*Source extract*:
Error Handling in APIs

Custom Exceptions

# ✅ GOOD: Module-specific exceptions
class ExampleError(Exception):
    """Base exception for example module."""
    pass

class ValidationError(ExampleError):
    """Input validation failed."""
    pass

class ProcessingError(ExampleError):
    """Data processing failed."""
    pass

class ConfigurationError(ExampleError):
    """Configuration is invalid."""
    pass

Exception Context

# ✅ GOOD: Exceptions with context
def validate_input(data: Any) -> None:
    """Validate input data.

    Raises:
        ValidationError: If validation fails
    """
    if not isinstance(data, dict):
        raise ValidationError(
            "Input must be a dictionary",
            context={
                "received_type": type(data).__name__,
                "expected_type": "dict"
            }
        )

    if "required_field" not in data:
        raise ValidationError(
            "Missing required field: required_field",
            context={
                "available_fields": list(data.keys()),
                "missing_field": "required_field"
            }
        )

Async API Design

Async Function Patterns

# ✅ GOOD: Async API design
import asyncio
from typing import AsyncIterator

async def process_data_async(data: list[dict]) -> dict[str, Any]:
    """Process data asynchronously.

    Args:
        data: Data to process

    Returns:
        Processing results
    """
    # Simulate async processing
    await asyncio.sleep(0.1)
    return {"processed": len(data)}

async def process_stream(data_stream: AsyncIterator[dict]) -> AsyncIterator[dict]:
    """Process streaming data asynchronously.

    Args:
        data_stream: Async iterator of data items

    Yields:
        Processed data items
    """
    async for item in data_stream:
        processed = await process_item_async(item)
        yield processed

# Usage
async def main():
    # Direct async call
    result = await process_data_async([{"id": 1}, {"id": 2}])

    # Streaming processing
    async def data_generator():
        for i in range(10):
            yield {"id": i}
            await asyncio.sleep(0.1)

    async for processed in process_stream(data_generator()):
        print(f"Processed: {processed}")

API Versioning

Version Indicators

# ✅ GOOD: Version-aware APIs
def process_data_v1(data: list[dict]) -> dict:
    """Process data (version 1)."""
    # Legacy implementation
    pass

def process_data(data: list[dict], *, version: str = "v2") -> dict:
    """Process data with version support.

    Args:
        data: Data to process
        version: API version to use ("v1" or "v2")

    Returns:
        Processing results
    """

*Supplied material*:
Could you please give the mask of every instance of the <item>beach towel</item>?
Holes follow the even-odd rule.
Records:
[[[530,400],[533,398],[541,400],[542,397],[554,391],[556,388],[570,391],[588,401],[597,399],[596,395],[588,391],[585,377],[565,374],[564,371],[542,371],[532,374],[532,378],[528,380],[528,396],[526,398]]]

*Aim*:
Please answer these questions about the API design excerpt above:
1. Which class do ValidationError, ProcessingError and ConfigurationError inherit from?
2. What key does the dictionary returned by process_data_async contain?
3. What is the default value of the version parameter in process_data?

*Result*:
1. ExampleError
2. "processed"
3. "v2"